In the entries below, from the line with "query | brick lower wall" through the end of the entries, switch "brick lower wall" to "brick base wall" and give only those lines back, otherwise unchanged.

↓↓↓

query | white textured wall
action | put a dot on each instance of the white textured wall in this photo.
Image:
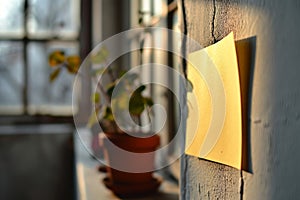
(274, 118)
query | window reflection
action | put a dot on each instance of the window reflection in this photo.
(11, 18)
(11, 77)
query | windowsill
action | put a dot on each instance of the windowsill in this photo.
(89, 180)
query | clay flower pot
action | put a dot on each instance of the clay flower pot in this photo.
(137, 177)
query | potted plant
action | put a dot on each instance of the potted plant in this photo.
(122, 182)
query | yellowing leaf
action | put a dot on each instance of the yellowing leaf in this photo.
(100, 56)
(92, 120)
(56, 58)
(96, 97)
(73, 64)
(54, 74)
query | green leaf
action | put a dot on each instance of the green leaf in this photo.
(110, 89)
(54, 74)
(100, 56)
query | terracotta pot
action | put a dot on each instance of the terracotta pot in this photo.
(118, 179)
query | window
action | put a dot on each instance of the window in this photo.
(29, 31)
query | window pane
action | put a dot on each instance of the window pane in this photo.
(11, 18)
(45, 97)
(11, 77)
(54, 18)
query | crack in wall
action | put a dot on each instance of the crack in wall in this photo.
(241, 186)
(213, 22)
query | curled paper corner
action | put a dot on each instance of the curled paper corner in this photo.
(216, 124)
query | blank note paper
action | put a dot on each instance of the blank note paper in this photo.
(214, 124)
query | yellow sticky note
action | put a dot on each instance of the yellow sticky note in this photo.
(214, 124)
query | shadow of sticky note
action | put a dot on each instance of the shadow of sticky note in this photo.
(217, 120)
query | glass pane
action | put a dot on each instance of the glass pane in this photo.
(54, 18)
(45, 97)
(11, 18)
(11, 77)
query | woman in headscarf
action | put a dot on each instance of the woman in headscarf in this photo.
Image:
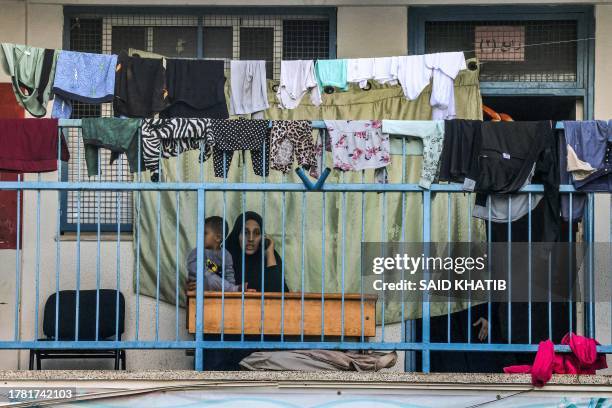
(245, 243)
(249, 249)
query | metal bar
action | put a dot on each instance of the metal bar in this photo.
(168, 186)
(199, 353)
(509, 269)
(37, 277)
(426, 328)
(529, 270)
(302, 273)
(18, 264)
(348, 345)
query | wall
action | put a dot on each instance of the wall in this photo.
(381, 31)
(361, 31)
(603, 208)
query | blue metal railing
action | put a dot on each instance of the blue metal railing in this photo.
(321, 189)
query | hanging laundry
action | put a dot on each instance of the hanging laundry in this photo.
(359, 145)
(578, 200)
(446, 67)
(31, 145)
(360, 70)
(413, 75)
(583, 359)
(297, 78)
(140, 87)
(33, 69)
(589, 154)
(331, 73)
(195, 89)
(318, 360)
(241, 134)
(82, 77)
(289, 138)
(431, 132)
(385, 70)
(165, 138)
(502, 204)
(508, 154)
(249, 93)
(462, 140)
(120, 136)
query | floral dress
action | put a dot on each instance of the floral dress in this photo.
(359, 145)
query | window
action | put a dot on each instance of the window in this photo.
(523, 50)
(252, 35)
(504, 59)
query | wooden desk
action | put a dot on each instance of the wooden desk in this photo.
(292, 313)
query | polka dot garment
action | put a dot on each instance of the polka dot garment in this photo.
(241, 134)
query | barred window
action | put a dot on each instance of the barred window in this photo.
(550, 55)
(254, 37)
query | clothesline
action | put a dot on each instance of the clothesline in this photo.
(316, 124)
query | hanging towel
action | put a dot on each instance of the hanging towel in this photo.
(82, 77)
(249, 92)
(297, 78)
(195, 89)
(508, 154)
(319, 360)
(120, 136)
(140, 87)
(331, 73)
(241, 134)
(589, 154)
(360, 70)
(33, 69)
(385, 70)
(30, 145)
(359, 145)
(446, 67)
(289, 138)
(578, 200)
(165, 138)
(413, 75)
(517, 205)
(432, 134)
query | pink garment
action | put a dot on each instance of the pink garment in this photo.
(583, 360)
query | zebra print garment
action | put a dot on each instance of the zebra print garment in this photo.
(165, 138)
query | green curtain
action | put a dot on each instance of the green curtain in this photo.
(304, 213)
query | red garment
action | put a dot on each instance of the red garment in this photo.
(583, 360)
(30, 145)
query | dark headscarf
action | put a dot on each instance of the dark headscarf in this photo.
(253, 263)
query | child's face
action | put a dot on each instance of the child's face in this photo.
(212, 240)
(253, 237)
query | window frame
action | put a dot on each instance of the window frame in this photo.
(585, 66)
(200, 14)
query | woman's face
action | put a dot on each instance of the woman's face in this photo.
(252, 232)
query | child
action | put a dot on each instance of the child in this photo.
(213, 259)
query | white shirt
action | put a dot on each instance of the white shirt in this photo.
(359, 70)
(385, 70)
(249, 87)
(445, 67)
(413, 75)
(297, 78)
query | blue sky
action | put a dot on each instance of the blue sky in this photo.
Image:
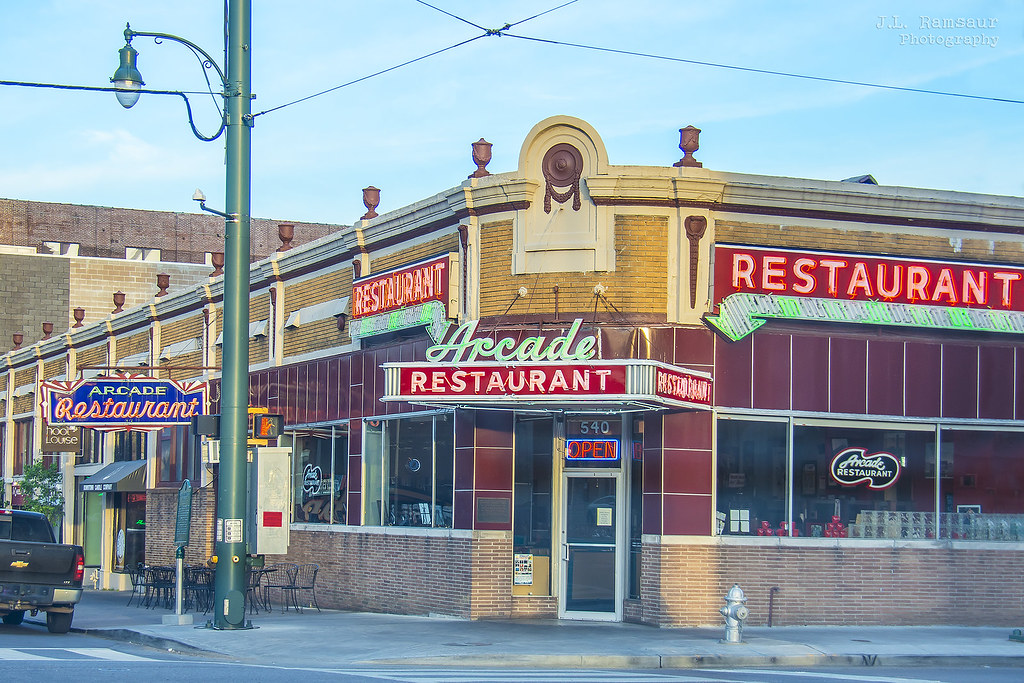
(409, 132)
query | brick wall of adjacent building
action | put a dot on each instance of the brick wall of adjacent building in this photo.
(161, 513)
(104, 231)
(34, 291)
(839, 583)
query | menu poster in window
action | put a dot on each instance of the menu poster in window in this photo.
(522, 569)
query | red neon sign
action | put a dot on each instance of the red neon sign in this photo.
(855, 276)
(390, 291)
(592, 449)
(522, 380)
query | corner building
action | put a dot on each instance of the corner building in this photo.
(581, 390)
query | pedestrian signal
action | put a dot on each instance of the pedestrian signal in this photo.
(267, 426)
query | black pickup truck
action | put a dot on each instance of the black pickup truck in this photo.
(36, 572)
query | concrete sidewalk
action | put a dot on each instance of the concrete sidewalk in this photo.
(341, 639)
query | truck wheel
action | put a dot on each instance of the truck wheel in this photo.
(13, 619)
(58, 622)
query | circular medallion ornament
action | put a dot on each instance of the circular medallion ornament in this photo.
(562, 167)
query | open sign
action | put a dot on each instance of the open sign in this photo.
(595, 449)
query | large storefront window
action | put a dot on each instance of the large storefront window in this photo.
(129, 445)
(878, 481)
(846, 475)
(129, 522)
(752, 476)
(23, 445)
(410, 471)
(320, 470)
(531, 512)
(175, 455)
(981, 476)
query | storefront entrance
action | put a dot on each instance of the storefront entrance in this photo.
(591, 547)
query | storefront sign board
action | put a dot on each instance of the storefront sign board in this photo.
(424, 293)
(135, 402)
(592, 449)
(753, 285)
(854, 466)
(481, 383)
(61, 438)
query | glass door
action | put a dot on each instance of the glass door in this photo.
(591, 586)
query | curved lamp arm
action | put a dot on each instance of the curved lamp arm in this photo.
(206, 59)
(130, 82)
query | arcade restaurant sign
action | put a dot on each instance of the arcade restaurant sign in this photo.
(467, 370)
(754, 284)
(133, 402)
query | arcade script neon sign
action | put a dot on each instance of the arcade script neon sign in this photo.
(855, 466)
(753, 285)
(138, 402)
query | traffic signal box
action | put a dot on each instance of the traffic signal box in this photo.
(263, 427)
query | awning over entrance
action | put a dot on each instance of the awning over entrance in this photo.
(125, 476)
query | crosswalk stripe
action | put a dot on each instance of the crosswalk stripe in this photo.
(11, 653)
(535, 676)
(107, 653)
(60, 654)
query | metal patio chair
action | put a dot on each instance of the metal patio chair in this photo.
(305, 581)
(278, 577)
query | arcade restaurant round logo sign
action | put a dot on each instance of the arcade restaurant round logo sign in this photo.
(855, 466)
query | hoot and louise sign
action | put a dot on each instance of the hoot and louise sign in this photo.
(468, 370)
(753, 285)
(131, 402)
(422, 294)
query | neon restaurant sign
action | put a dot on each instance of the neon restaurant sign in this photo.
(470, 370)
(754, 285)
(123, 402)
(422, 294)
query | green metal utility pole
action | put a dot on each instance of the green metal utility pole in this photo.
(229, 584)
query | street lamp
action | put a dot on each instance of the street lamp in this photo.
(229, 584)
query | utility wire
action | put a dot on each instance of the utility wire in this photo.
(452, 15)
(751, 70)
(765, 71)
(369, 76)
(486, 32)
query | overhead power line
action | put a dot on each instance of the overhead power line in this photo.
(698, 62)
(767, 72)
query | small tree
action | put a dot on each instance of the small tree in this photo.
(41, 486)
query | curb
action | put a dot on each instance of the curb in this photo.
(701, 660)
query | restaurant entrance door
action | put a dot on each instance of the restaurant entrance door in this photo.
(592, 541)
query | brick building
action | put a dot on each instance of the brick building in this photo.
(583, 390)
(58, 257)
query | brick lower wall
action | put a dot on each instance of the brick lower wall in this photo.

↑↑↑

REPLY
query | brick base wall
action | put a dot on each instance of the brick base wall in this photo.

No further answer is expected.